▶ **Required work**
Only the lines from the line holding "Autonomous forklift vision pipeline — detect the black face" through the final line of the entries below are to be returned, exactly as they stand.
━━ Task material ━━
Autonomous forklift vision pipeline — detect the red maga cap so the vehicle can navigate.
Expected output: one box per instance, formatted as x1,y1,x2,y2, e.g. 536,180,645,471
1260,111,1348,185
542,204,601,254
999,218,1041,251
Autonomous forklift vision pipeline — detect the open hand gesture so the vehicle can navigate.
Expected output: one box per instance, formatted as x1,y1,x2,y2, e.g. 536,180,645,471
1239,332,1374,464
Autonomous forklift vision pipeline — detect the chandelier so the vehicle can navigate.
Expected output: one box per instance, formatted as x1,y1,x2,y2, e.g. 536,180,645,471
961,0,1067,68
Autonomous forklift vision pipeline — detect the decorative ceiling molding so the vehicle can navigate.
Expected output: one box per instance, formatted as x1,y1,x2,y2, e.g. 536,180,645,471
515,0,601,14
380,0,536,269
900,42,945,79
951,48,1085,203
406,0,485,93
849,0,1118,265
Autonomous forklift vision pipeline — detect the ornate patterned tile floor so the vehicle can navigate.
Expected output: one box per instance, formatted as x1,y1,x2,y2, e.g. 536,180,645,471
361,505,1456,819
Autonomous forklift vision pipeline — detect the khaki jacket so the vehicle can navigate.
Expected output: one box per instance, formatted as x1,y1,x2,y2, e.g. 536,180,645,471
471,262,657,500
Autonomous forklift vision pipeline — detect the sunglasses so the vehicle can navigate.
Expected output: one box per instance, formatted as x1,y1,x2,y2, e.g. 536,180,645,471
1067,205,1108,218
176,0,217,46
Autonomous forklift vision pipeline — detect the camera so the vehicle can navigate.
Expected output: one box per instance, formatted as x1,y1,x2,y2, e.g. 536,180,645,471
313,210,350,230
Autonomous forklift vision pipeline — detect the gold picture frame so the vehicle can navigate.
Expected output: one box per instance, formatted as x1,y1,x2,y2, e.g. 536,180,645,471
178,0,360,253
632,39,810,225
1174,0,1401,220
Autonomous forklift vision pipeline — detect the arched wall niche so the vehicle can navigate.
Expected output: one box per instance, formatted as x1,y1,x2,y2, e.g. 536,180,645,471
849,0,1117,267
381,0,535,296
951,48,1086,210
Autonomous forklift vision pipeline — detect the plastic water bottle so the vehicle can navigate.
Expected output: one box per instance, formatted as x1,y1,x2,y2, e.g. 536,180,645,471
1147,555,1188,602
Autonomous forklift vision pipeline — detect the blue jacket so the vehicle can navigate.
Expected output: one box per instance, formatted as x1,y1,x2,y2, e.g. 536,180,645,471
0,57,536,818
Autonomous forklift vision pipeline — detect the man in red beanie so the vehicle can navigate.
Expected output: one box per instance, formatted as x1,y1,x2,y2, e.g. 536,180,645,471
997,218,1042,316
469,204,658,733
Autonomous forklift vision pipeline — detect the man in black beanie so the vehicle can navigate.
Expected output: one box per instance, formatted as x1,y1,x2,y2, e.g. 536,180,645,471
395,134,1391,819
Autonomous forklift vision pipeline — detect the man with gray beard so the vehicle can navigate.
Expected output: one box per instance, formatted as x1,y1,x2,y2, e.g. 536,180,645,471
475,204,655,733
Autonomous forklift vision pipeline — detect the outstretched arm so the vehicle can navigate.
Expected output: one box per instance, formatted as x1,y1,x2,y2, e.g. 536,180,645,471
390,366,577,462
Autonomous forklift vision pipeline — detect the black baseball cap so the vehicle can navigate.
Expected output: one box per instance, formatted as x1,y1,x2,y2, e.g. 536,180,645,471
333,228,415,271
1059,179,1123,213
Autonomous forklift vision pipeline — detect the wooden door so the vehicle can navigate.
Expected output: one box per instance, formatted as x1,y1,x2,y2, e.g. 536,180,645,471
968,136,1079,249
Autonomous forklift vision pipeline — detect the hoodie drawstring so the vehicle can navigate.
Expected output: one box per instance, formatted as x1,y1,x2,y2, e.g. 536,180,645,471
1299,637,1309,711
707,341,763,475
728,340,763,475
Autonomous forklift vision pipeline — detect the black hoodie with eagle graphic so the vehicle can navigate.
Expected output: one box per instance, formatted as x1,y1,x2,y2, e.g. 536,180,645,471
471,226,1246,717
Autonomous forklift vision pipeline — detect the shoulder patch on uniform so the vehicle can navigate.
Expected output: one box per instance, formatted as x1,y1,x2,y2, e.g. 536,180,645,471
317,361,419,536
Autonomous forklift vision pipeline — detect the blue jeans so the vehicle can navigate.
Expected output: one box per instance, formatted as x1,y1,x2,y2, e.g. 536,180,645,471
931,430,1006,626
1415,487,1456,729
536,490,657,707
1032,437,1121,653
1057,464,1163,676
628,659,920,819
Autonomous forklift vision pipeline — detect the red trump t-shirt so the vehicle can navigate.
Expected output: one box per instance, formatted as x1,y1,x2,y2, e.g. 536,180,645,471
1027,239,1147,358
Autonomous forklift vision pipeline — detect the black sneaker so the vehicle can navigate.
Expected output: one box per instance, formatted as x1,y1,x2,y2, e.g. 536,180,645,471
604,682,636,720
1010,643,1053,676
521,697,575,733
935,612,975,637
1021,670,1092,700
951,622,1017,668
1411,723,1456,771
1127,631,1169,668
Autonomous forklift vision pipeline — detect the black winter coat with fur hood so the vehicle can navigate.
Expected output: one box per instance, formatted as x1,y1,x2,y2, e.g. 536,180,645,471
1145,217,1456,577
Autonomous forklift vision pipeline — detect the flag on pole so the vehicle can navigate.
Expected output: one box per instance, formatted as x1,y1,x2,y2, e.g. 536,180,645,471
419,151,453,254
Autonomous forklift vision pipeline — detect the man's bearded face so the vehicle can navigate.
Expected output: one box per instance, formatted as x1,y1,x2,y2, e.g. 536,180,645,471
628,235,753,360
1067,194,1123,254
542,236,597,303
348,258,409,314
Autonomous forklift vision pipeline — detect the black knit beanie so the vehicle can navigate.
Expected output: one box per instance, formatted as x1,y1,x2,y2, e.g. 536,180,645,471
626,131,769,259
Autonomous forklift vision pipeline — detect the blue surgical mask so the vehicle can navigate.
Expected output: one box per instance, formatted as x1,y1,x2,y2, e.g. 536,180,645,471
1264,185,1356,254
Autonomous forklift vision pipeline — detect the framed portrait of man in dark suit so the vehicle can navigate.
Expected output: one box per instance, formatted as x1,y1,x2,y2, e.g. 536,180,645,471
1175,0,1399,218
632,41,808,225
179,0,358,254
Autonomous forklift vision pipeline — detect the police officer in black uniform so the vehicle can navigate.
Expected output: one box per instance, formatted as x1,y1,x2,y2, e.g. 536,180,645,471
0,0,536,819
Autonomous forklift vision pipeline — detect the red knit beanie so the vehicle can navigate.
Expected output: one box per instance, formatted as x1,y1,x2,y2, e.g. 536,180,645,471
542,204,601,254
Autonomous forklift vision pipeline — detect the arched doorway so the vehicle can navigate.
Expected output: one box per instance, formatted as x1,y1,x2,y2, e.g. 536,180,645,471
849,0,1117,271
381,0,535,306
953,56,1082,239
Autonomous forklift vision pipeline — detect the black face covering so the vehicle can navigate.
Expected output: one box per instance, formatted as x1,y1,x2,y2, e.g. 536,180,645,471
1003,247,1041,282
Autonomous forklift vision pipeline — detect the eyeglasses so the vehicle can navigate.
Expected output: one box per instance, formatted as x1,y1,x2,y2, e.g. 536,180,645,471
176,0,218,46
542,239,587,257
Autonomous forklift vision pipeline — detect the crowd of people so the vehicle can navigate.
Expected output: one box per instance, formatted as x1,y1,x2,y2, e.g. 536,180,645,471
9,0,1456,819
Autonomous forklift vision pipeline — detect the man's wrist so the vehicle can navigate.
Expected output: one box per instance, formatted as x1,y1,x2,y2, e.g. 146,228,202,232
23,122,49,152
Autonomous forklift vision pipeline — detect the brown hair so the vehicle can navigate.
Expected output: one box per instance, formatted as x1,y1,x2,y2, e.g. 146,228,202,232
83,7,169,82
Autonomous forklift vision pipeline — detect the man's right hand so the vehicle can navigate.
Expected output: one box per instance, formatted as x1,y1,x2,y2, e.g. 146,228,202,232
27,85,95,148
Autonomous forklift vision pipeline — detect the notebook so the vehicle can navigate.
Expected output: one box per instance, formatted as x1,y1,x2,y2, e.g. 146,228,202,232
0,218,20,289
━━━
▶ **Task answer**
Autonomous forklift vision pipeline — detect the black face covering so the vehicle can navigate.
Expected output: one box per instance, formatted as x1,y1,x2,y2, e.g. 536,180,645,471
1003,247,1041,282
Autonomous forklift vision pipeline — detect the eyeglasses so the vehicle can navigate.
Expected output: one box per instance, formatted as x1,y1,x2,y2, e.g. 536,180,645,471
176,0,218,46
542,239,587,257
Autonomous forklift vision pipeline — detect the crowd of people so the vehicle can navigate.
Expected output: one box per instance, formatted as x1,y1,x2,y2, e.g. 536,180,645,471
9,0,1456,819
Autonomous forklift vision pipeline — detect the man's wrist so the vehicle can navigate.
Expected output: one box per instance, formatted as x1,y1,x2,y2, e.g. 146,228,202,232
23,122,49,152
Autonomous forklift vision pipeline — detect the brown hair so the vehicle can navigate.
Expected output: one box per instance, formatted as x1,y1,x2,y2, e.g. 146,228,202,232
83,7,169,82
Autonomous forklift vision pipeline — detect the man's right hand so the vehicle can navigate.
Expected output: one box per instance, formatted as x1,y1,x2,y2, e.g. 146,228,202,232
27,85,95,148
Autonomous forklift vision pipeline — detect the notebook so the vehicle can navigate.
Expected output: one box per instance, formatted as x1,y1,x2,y2, e.g. 146,228,202,232
0,218,20,289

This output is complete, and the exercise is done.